* **WRITTEN PROBLEM**
Render the lines from the one containing "like [[258, 104]]." through the one containing "[[276, 189], [219, 158]]", inclusive, as a Markdown table with the columns Index and Text, numbering each line and leaving out blank lines.

++++++

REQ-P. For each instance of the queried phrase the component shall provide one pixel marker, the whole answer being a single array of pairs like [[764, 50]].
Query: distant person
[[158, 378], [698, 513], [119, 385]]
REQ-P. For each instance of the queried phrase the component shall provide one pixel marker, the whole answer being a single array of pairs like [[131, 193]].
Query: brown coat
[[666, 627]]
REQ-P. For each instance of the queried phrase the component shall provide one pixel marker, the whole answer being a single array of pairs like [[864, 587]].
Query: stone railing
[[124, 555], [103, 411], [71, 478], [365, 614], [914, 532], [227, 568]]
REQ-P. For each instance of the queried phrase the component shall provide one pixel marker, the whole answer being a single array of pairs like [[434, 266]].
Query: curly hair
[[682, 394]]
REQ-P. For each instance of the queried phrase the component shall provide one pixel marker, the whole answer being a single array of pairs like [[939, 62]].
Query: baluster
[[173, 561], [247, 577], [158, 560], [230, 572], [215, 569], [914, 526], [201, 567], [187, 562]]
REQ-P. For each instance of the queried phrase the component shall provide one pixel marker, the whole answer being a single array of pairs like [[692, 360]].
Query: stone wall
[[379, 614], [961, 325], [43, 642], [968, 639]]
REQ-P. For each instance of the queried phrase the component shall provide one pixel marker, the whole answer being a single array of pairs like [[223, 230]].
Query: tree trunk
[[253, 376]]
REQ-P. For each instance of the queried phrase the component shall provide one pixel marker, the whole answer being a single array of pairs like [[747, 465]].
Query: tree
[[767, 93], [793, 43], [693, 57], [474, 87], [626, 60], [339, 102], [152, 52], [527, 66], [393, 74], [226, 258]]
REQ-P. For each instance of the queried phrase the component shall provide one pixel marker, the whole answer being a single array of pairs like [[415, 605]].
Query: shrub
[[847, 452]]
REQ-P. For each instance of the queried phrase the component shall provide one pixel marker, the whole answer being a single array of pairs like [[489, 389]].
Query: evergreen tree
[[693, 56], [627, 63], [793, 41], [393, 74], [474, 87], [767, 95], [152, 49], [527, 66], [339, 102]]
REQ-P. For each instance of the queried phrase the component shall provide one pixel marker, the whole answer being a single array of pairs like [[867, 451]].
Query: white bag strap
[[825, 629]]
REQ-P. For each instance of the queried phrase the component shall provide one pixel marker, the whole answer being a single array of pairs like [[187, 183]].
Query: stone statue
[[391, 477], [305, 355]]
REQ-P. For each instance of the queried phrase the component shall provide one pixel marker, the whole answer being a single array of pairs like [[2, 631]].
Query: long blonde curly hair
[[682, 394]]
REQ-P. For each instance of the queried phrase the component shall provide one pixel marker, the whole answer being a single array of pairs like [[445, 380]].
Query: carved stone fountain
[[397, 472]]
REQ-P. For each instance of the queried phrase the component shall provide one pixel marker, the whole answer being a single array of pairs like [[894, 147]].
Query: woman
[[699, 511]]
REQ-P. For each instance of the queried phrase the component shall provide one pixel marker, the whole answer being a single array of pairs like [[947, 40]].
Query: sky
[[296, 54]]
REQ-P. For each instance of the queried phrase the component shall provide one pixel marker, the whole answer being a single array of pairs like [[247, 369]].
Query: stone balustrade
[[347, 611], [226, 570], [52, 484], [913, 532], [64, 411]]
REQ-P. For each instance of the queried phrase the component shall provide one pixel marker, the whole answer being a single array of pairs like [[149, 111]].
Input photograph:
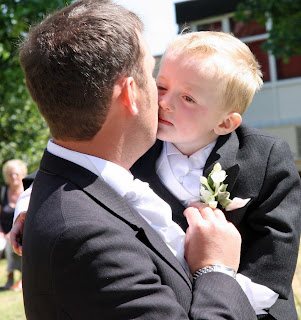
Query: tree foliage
[[285, 34], [23, 132]]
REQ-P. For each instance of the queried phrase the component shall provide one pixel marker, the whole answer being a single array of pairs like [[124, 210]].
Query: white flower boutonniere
[[214, 191]]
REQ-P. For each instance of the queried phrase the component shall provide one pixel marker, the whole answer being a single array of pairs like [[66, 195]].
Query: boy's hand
[[210, 239], [16, 233]]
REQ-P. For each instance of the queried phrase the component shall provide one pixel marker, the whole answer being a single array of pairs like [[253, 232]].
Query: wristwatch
[[215, 268]]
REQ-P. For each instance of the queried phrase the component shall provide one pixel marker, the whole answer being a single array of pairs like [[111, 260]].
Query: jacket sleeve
[[275, 220]]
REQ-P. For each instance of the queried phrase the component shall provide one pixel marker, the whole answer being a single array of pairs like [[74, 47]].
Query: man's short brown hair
[[72, 60]]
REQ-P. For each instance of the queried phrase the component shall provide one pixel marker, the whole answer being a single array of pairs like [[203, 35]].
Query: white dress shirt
[[140, 196], [181, 174]]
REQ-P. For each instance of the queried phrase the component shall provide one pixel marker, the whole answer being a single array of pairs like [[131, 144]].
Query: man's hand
[[210, 239], [16, 233]]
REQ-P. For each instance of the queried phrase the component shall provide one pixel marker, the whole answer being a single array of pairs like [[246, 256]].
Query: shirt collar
[[201, 155], [116, 176]]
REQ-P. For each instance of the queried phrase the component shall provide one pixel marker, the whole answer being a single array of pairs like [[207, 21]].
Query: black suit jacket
[[261, 167], [87, 254]]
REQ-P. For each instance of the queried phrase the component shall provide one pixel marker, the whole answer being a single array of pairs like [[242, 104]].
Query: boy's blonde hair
[[234, 63]]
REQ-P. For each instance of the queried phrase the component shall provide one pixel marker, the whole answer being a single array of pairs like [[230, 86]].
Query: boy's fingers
[[198, 205], [219, 215], [192, 215], [207, 213]]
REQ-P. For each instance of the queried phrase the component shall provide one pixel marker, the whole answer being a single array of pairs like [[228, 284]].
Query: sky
[[159, 19]]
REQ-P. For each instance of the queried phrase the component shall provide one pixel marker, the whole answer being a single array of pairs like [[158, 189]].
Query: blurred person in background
[[13, 173]]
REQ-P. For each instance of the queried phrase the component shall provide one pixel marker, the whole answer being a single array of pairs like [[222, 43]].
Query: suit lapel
[[225, 152], [102, 193]]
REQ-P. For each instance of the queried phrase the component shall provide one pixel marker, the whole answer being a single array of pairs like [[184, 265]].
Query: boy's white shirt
[[181, 177], [152, 208]]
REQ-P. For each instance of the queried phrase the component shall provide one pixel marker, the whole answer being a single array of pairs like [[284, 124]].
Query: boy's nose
[[165, 105]]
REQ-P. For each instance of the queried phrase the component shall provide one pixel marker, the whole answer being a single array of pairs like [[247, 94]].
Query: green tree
[[23, 132], [285, 34]]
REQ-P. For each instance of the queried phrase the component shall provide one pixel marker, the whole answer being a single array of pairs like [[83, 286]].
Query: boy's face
[[190, 101]]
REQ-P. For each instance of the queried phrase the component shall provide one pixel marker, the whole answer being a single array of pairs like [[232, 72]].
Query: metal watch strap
[[215, 268]]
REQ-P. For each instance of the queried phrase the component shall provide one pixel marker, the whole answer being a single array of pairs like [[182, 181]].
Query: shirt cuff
[[23, 202], [260, 296]]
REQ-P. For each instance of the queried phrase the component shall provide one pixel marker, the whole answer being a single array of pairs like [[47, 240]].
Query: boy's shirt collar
[[181, 174]]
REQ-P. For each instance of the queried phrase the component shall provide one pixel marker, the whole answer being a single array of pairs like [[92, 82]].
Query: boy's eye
[[188, 99], [161, 88]]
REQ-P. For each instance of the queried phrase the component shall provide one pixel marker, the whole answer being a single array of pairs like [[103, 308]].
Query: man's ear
[[230, 123], [128, 95]]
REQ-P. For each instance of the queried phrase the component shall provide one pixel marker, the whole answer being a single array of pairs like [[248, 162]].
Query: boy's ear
[[229, 124], [128, 95]]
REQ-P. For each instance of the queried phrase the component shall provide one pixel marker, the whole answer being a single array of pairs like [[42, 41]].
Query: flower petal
[[237, 203]]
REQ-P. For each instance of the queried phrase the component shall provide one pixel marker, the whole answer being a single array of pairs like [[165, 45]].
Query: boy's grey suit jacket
[[261, 167], [87, 254]]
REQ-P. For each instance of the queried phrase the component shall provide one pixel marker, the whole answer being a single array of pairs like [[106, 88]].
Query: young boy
[[206, 81]]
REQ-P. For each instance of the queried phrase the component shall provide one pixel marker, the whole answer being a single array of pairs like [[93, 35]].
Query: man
[[90, 249]]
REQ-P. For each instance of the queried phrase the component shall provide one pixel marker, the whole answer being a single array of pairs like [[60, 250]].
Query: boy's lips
[[165, 122]]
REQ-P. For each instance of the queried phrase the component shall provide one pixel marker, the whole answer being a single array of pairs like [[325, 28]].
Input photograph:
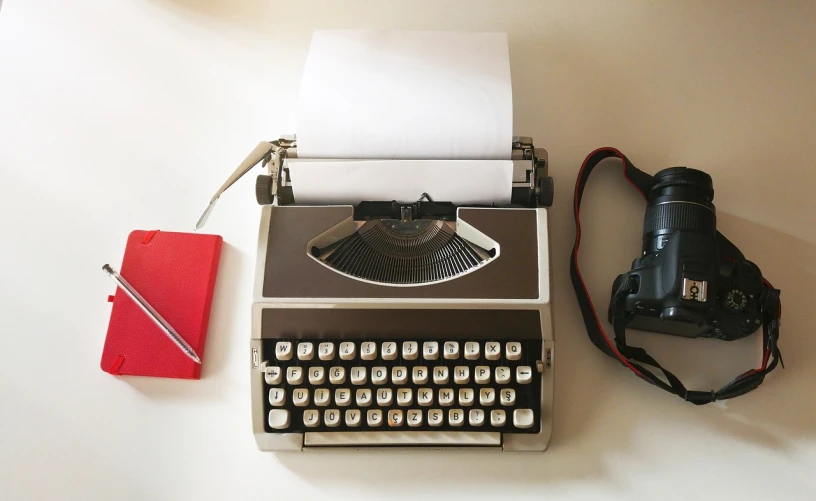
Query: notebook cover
[[175, 273]]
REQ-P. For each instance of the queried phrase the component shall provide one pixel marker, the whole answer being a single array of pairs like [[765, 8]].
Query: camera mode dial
[[735, 300]]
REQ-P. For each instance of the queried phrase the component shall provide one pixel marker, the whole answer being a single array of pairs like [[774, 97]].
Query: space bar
[[401, 438]]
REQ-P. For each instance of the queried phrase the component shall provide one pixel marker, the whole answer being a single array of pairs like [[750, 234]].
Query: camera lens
[[680, 200]]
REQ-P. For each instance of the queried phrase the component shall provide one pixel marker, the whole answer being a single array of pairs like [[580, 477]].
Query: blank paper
[[406, 95]]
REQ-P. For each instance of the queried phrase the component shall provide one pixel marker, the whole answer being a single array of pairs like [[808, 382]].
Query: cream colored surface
[[129, 114]]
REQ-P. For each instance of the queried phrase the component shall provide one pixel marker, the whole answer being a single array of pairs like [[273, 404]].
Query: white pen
[[152, 313]]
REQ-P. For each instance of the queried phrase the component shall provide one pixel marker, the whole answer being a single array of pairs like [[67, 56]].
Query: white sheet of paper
[[354, 181], [391, 94]]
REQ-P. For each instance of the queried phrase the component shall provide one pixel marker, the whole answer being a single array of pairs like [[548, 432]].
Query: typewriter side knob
[[546, 191], [263, 190]]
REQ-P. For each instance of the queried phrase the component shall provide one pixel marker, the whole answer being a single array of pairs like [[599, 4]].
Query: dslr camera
[[687, 282]]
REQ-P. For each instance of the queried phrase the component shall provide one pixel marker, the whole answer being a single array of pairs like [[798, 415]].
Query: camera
[[685, 283]]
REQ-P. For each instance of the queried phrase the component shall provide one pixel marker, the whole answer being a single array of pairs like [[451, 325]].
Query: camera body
[[681, 284]]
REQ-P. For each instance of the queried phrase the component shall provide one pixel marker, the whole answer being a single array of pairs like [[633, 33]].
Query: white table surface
[[127, 115]]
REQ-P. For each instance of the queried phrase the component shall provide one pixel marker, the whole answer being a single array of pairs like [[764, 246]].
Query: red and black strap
[[636, 358]]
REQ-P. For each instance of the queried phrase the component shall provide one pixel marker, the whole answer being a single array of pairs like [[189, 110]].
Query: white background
[[128, 114]]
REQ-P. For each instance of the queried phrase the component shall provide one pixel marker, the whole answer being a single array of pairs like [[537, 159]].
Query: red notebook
[[175, 273]]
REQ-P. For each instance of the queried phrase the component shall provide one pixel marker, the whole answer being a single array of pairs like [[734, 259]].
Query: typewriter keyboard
[[401, 385]]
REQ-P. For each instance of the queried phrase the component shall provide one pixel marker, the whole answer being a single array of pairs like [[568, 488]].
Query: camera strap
[[636, 358]]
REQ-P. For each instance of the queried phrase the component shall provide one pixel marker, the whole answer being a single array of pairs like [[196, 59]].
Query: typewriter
[[419, 325]]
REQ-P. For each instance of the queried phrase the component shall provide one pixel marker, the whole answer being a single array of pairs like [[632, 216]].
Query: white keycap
[[497, 418], [364, 397], [300, 397], [419, 375], [358, 375], [440, 375], [430, 350], [466, 396], [272, 375], [353, 418], [326, 351], [342, 397], [487, 396], [368, 350], [305, 351], [507, 396], [410, 350], [279, 419], [322, 397], [435, 417], [311, 418], [283, 350], [492, 350], [374, 417], [399, 375], [456, 417], [461, 374], [317, 375], [348, 351], [384, 397], [472, 350], [424, 396], [524, 374], [337, 375], [294, 375], [502, 375], [277, 397], [379, 375], [451, 350], [513, 351], [481, 374], [395, 418], [405, 396], [476, 417], [414, 417], [446, 397], [523, 418], [389, 350], [331, 417]]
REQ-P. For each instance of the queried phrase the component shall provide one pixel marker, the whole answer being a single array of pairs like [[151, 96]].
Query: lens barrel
[[680, 200]]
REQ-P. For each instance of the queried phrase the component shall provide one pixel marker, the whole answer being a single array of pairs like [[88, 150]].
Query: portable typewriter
[[419, 325]]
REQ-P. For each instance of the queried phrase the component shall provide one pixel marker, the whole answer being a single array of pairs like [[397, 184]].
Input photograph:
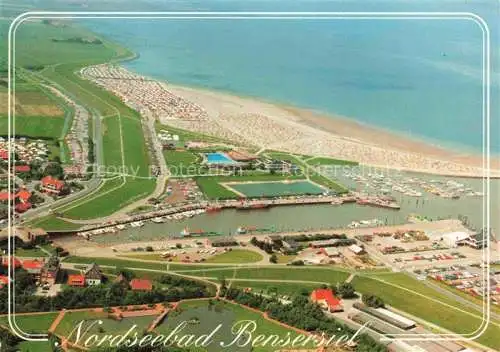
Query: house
[[327, 300], [76, 280], [4, 280], [50, 271], [141, 285], [93, 275], [14, 262], [356, 249], [22, 207], [52, 185], [330, 252], [290, 245], [23, 195], [22, 168], [33, 267], [120, 279]]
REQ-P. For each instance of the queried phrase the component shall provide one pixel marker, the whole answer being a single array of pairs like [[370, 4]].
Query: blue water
[[420, 77], [218, 158]]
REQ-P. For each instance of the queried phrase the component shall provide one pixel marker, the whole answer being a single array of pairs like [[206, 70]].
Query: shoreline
[[267, 125]]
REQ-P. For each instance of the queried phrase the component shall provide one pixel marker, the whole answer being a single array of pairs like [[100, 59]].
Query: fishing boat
[[158, 220], [137, 223]]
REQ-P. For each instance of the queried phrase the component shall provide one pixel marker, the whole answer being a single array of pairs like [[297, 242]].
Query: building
[[22, 168], [478, 240], [93, 275], [76, 280], [4, 280], [51, 185], [50, 271], [330, 252], [141, 285], [33, 267], [14, 262], [327, 300], [290, 245], [356, 249]]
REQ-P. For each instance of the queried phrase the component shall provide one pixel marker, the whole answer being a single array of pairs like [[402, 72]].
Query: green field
[[109, 326], [124, 149], [239, 256], [52, 223], [277, 189], [182, 162], [202, 318], [281, 288], [425, 308], [34, 324]]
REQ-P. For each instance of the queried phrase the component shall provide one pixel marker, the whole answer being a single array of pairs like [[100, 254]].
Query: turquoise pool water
[[219, 158]]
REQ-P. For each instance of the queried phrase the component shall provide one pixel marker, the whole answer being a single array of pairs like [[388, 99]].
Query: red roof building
[[141, 285], [22, 207], [22, 168], [76, 280], [326, 299], [5, 196], [4, 280], [4, 154], [32, 266], [52, 185], [23, 195]]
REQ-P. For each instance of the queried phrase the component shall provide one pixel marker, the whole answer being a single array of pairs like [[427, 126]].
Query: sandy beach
[[265, 125]]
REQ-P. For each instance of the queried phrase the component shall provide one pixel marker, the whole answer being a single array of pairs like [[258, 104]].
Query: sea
[[422, 78]]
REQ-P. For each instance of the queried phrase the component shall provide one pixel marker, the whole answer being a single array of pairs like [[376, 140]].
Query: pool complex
[[276, 189], [219, 158]]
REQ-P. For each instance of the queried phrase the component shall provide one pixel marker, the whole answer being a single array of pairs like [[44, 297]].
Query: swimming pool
[[219, 158]]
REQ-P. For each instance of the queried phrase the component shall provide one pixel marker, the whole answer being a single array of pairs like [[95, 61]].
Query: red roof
[[141, 285], [4, 154], [22, 207], [32, 265], [76, 280], [323, 294], [15, 263], [24, 195], [22, 168], [5, 196], [51, 181]]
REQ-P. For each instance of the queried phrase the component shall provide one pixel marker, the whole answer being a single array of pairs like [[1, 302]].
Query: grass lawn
[[284, 259], [320, 275], [109, 326], [236, 256], [36, 323], [424, 308], [182, 162], [281, 288], [34, 126], [34, 346], [124, 263], [52, 223], [35, 252], [202, 318]]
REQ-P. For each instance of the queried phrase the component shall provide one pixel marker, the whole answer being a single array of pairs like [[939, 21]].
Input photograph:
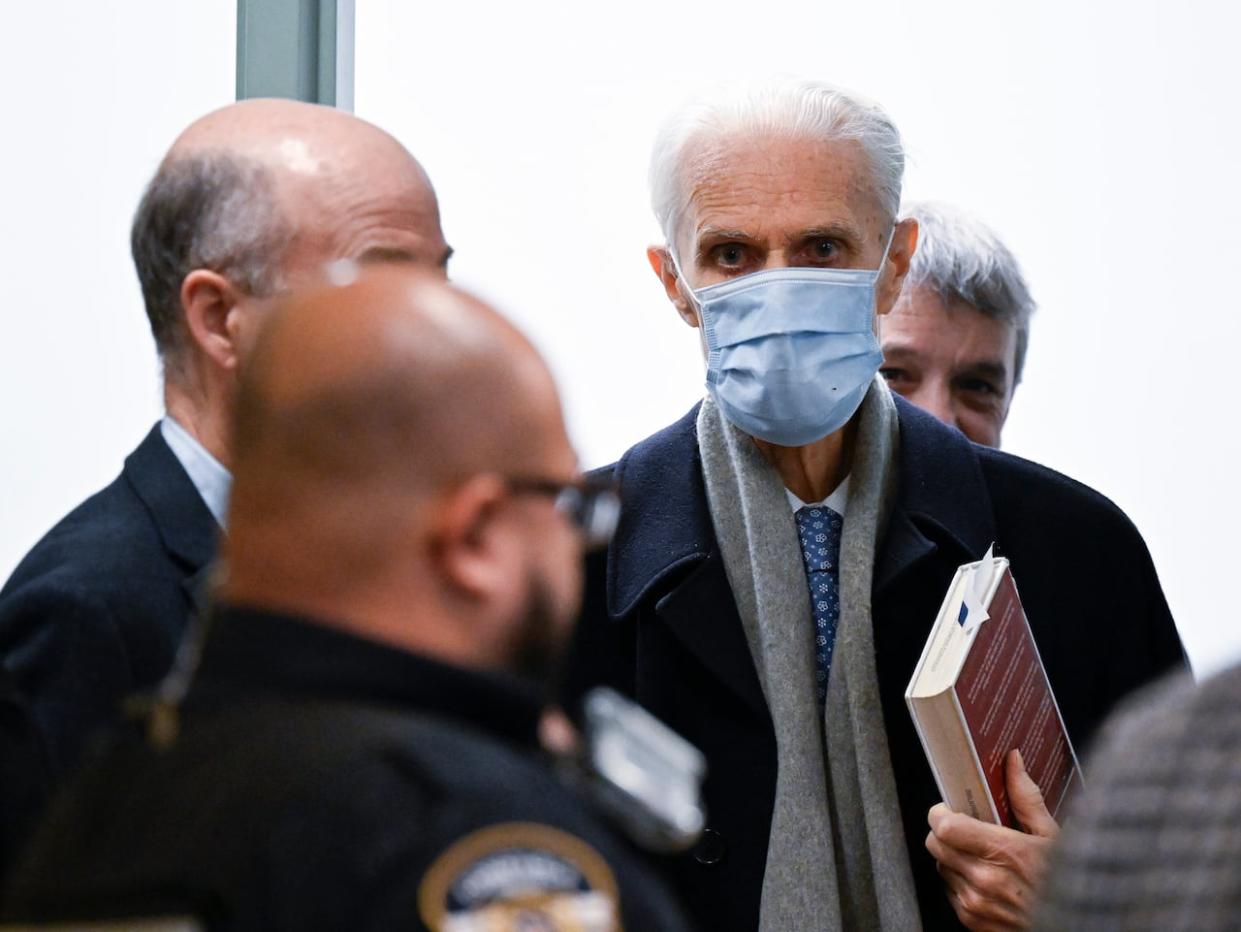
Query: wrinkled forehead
[[766, 185]]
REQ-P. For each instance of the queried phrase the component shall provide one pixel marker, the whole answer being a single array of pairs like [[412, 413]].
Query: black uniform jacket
[[97, 608], [325, 782], [660, 624]]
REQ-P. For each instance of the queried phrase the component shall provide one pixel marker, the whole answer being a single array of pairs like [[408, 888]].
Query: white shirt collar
[[838, 500], [207, 474]]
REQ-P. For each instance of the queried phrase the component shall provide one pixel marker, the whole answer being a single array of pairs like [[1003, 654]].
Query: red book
[[979, 691]]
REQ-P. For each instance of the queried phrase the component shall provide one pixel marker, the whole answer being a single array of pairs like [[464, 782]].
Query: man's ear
[[468, 547], [211, 314], [665, 271], [905, 241]]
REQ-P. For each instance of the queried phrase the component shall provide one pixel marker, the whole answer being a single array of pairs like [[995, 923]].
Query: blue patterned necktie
[[818, 528]]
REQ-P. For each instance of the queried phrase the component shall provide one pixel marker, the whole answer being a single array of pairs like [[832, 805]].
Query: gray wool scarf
[[837, 856]]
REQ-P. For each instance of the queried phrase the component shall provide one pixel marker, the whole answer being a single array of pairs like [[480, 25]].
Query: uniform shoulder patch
[[519, 878]]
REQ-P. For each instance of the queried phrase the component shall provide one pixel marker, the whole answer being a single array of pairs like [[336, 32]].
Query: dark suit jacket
[[97, 608], [660, 624]]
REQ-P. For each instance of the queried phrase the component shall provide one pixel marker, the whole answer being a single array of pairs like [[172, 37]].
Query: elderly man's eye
[[823, 248], [730, 255]]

++++++

* **TASK ANSWER**
| Index | Text |
|---|---|
| 1 | REQ-P. For each instance of the queried phrase the component shall provide one pixel marker, the whole answer being a single array of pairs like [[258, 104]]. |
| 2 | Query: sea |
| 3 | [[422, 78]] |
| 4 | REQ-P. For each instance of the queried phrase the component shall provide one pixel marker, the whole answer being a single array of pairs like [[376, 140]]. |
| 5 | Query: pool complex |
| 6 | [[276, 189], [219, 158]] |